* [Task to complete]
Write out the text lines of every item below verbatim, omitting the pictures.

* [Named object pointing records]
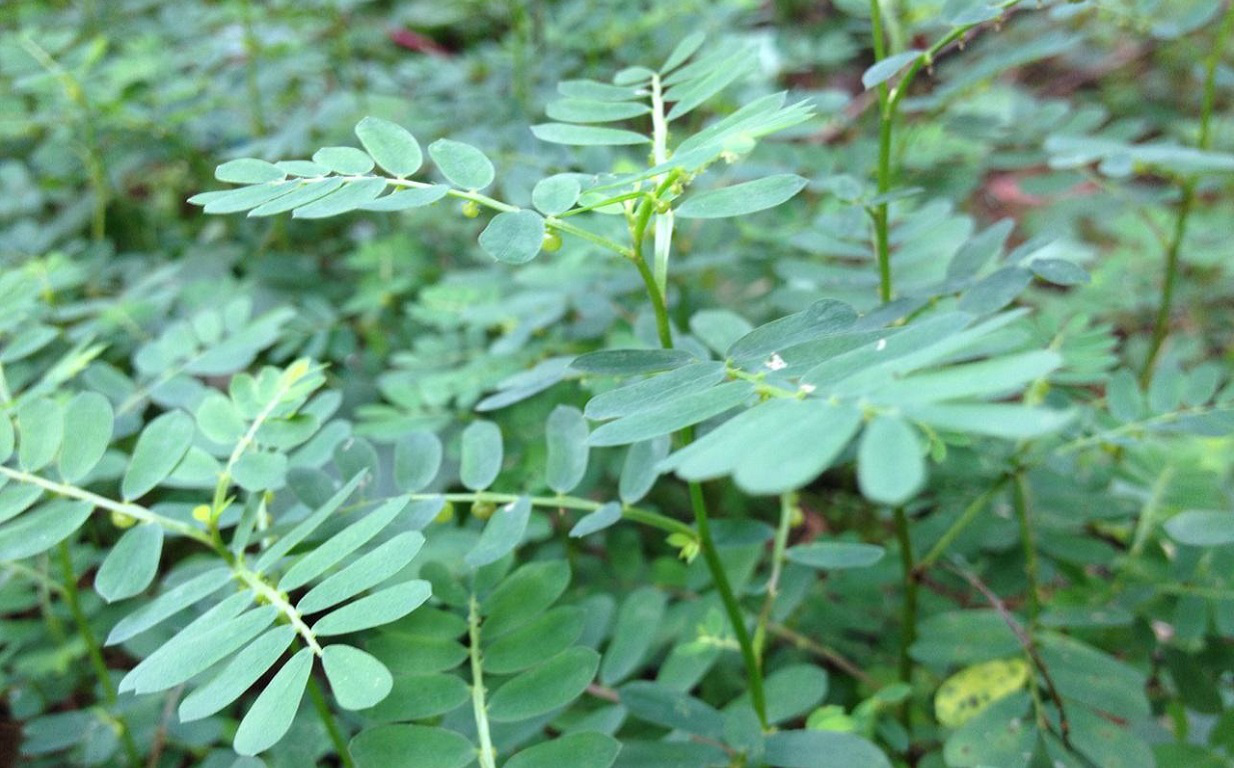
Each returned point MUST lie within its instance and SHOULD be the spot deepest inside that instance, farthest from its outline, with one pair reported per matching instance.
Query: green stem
(908, 608)
(1187, 203)
(327, 719)
(72, 598)
(711, 556)
(1032, 569)
(488, 755)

* [Result of this exercise]
Each returned point MUST lie within its instance and SHOULD be the spot deepest inside that instance, farthest from its outline, with one pair reported per matching instance.
Query: green stem
(908, 608)
(1187, 203)
(327, 719)
(72, 598)
(711, 556)
(1032, 569)
(488, 755)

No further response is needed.